:: Directive A ::
In the polar bear piece, who pleads with viewers in the ad to save the polar bear?
:: Directive B ::
Quote the polar bear piece from "Pleading For The" to "a bad name.".

:: Given passage ::
Pleading For The Polar Bear

I know that most scientists don't believe in "global warming," but the ones who do are so stupid that it's starting to give science a bad name.

There's an ad running right now that not only lays out the case for "global warming," it reflects the minds of "scientists" who lobby on behalf of it, and the first thing that came to mind when I saw the ad is, no wonder they want to say this is a settled issue…

Because it's anything but.

In the ad, a distraught Sharon Lawrence (whom I used to like) pleads with us to save the Polar Bear. From what? Lawrence claims they're endangered and that they are having trouble getting food because of a lack of arctic ice. It's unclear how that works in practice, but the bigger problem is that there's no lack of arctic ice. Reportedly there's a lot more there now than there has been in recent summers, and that alone should have shut up Ms. Lawrence. And as far as preserving animals, isn't that why God created zoos… and cameras?

More importantly, it should have stood the argument for warming on its head, because a lessening of arctic ice was the only thing anyone could point to as a manifestation of his claim that the planet was in danger of overheating.

And the problem with that claim itself is that a lack of ice doesn't mean the planet is warming, only that the arctic could be, and even then, it assumes that warming is bad, when in fact warming is wonderful, and I can prove it.

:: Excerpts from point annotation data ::
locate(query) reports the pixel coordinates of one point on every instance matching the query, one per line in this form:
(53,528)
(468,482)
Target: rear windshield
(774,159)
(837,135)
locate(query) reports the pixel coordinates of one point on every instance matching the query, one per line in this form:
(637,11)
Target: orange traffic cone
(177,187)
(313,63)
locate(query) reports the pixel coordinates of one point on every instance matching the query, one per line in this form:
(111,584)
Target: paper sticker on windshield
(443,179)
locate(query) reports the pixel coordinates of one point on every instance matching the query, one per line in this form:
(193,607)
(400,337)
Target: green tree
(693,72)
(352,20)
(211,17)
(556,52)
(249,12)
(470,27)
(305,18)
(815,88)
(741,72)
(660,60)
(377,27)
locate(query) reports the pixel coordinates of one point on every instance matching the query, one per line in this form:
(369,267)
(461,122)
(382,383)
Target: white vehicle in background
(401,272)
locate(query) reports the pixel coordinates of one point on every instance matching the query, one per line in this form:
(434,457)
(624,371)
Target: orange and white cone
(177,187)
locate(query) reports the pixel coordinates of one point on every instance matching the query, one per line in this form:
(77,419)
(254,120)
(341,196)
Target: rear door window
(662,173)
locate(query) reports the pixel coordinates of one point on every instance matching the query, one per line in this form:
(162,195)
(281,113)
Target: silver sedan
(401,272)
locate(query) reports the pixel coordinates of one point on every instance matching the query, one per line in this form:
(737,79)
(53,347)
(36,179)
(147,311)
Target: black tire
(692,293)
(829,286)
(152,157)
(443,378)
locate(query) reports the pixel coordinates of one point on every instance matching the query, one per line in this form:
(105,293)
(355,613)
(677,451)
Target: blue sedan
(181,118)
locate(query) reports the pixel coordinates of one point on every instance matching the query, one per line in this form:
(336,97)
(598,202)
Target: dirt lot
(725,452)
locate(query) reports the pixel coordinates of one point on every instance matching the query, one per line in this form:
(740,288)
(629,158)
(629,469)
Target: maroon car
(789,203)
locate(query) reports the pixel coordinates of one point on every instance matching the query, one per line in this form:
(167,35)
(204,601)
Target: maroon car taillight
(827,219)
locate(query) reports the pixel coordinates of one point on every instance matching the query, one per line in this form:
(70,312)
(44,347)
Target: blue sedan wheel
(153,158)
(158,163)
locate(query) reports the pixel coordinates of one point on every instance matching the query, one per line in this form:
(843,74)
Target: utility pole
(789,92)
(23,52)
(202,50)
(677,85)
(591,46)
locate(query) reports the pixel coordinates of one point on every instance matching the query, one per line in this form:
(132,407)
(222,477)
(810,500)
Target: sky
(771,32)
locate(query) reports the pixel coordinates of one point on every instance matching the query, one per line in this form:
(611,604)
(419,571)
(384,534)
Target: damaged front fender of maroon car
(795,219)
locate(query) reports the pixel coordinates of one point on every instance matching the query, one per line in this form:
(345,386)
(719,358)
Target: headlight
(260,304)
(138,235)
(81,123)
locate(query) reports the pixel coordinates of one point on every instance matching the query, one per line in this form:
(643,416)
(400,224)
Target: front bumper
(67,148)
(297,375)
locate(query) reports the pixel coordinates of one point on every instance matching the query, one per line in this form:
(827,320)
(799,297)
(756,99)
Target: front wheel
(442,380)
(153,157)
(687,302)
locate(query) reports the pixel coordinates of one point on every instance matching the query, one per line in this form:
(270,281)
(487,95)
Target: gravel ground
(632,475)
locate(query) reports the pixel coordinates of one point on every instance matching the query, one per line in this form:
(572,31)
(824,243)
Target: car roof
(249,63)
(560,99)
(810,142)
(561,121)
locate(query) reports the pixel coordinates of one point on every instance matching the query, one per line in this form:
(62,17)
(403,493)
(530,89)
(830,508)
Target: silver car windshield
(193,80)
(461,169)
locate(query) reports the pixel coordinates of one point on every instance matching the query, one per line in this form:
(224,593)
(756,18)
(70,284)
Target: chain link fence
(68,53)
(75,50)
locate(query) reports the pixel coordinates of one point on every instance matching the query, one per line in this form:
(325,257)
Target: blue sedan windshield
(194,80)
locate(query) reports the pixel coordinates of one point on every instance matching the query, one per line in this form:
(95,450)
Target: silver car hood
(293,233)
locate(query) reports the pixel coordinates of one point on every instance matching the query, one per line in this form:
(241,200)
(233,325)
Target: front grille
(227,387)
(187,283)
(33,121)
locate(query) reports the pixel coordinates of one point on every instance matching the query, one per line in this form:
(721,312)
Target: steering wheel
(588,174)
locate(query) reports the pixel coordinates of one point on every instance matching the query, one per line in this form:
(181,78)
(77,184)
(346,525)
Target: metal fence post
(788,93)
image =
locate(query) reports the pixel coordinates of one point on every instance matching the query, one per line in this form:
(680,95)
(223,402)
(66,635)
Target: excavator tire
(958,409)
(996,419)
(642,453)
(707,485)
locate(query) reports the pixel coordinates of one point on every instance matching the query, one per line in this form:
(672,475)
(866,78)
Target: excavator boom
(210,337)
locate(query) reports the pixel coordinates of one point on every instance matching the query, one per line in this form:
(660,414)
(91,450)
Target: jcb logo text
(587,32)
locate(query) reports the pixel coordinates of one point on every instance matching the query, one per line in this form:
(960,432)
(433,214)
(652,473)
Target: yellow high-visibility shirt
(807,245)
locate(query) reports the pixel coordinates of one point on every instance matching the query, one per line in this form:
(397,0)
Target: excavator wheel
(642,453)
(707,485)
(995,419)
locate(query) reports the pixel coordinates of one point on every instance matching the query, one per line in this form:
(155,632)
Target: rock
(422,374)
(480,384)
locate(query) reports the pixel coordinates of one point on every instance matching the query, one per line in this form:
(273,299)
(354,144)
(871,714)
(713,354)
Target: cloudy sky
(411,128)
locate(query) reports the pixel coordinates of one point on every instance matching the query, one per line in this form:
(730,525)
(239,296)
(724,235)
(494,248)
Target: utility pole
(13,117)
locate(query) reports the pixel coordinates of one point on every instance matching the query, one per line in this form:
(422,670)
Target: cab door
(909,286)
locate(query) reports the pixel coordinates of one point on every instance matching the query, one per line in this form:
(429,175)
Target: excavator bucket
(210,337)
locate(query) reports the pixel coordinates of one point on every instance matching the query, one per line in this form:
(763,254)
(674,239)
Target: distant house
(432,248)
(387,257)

:: Result A ::
Sharon Lawrence

:: Result B ::
Pleading For The Polar Bear

I know that most scientists don't believe in "global warming," but the ones who do are so stupid that it's starting to give science a bad name.